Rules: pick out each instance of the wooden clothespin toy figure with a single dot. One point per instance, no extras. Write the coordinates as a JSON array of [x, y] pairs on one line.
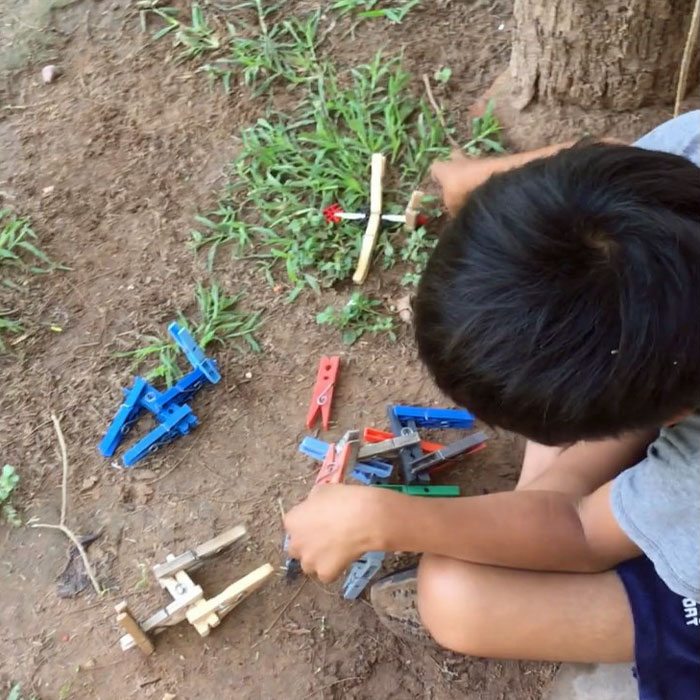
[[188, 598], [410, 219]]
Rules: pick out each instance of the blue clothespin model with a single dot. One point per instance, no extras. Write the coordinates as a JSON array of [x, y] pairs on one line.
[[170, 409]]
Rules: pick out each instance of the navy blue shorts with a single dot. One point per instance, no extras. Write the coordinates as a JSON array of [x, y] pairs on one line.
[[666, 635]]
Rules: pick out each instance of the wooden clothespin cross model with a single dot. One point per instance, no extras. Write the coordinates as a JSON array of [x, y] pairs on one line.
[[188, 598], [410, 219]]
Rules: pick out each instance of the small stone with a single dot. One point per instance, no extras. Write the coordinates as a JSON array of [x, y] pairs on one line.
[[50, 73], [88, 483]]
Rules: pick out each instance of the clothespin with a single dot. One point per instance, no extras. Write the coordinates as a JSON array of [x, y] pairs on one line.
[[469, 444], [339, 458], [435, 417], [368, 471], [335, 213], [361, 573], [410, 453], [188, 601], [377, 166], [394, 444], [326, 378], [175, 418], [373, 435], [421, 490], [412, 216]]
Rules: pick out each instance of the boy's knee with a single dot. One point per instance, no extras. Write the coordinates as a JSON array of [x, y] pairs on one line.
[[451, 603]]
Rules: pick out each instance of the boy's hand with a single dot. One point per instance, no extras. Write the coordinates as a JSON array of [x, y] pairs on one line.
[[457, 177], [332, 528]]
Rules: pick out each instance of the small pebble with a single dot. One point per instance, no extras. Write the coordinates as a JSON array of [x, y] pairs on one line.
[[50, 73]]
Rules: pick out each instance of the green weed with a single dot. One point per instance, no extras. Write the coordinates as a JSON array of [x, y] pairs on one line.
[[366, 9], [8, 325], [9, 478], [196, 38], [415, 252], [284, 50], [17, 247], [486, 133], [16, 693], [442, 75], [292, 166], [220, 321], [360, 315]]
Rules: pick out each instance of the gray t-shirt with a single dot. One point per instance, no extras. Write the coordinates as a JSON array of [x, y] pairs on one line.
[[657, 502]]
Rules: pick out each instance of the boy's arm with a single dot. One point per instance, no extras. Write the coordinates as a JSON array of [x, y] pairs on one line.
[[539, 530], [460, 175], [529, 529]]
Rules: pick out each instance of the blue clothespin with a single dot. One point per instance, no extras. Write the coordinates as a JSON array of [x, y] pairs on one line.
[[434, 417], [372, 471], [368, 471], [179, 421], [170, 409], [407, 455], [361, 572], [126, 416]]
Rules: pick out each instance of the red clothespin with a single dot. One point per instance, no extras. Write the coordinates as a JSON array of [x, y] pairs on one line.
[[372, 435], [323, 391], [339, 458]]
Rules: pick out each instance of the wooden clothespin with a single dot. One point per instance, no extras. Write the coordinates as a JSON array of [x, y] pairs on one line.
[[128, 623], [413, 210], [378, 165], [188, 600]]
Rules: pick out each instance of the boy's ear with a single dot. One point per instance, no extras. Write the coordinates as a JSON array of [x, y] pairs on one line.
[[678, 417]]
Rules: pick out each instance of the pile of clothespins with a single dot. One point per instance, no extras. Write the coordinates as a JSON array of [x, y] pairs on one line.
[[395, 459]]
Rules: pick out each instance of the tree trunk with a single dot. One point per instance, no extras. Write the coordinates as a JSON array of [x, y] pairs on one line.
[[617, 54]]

-.-.-

- [What you need to do] Without including any picture, retype the entries exactly.

- [Written answer]
Rules: pick out each instance of the wooden clothespin toy figure with a single dot. One point per instance, no extras. Write the coordinates as a JSON array of [x, y] pairs on one line.
[[188, 598], [410, 219]]
Rules: pick out each instance of the blue clothespin model with a single dot. One point per instance, no extras. Write the coordinates as a JSON array of [x, y] pairs on one line.
[[170, 409]]
Rules: pick out each instance of the navy blue shorts with a single dot. One point per instance, no extras. Write the coordinates as a JSON array of [x, y] pairs on one line.
[[666, 635]]
Rules: pick out each instance of the wooden clothespin cross model with a single dot. One point per instance, no extras. Write the coordinates as a JSON array of [x, y] pairs on one line.
[[188, 598], [410, 219]]
Rules: pick out each instance of the small stone with a single dot. One point per instance, no extras. Write the coordinates as a JSON array of [x, y] pairs on one line.
[[50, 73], [88, 483]]
Rules: pick out each instance of the clothespin with a single dot. One point per instance, no extras. Write the coordinates as a JSON array of [x, y] pairs on one line.
[[469, 444], [339, 458], [435, 417], [368, 471], [335, 213], [361, 573], [410, 453], [188, 601], [377, 166], [394, 444], [326, 378], [175, 418], [373, 435], [421, 490], [412, 216]]
Rules: pick out each instance of the boy's knee with a single dot. One point per instance, no extras. Write the coordinates as a JSON array of [x, y] pairs on one line.
[[451, 603]]
Rules: pick out each instance of the boy's hand with a single dot. One point per instance, no extras. Write the coordinates as a JSON array of [x, y] pairs on one line.
[[457, 177], [332, 528]]
Rules: pick out each instance of the small pebble with a single dot. One point per instance, no extras. Write the coordinates as a JSON array of [x, y] pairs on one line.
[[50, 73]]
Rules: pick out each instance of the green weed with a single dot. One point per instance, no extras. Write the coordinates as a JSON array of [x, y] pairs on one line.
[[366, 9], [8, 325], [9, 478], [196, 38], [415, 252], [284, 50], [17, 247], [486, 133], [16, 693], [442, 75], [292, 166], [220, 321], [360, 315]]
Rules: pick out each instance of the gray t-shirt with a single dot. One point per instance, no extras. Write the coordinates as a JSON array of [x, y] pairs on one line.
[[657, 502]]
Rules: pick out each instance of the boy's arm with a single dot. One point per instance, no extras. Write the coordinates as a JSON array of [x, y] pairs on one line.
[[539, 530], [460, 175], [529, 529]]
Rules: pick out each instance of the blue clothespin with a single dot. One point per instance, no extras. Write the coordinates as a JSON array of [x, y] pairs on one line.
[[434, 417], [372, 471], [368, 471], [179, 421], [170, 409], [407, 455], [361, 572], [126, 416]]
Rules: pick out each instance of the red clothespin with a single dot. One point per instance, no extras. Write the coordinates as a JSON array of [x, y] pairs on one line.
[[372, 435], [323, 391], [339, 458]]
Rules: pick out each instance of the wooden clothespin with a single dot. One point per instance, no extras. Write the coordinates as a JSON array of [x, y] pairs on one line.
[[128, 623], [413, 210], [378, 165], [188, 600]]
Rules: pick out each instance of the boy's ear with a single dot. One point per instance, no extras. Write the coordinates as a JSON array of [x, y] pairs on one line.
[[678, 417]]
Rules: pick out each instance of the pile of clothespins with a single dot. One point per instance, no extras. Write the coordinates as a JSON array of [x, y] pairs on one line.
[[395, 459]]
Rules: pick out each instance of the tree trunk with a single dot. One point per instance, no extras. Write the coordinates as a JSON array of [x, y] pairs on one line.
[[617, 54]]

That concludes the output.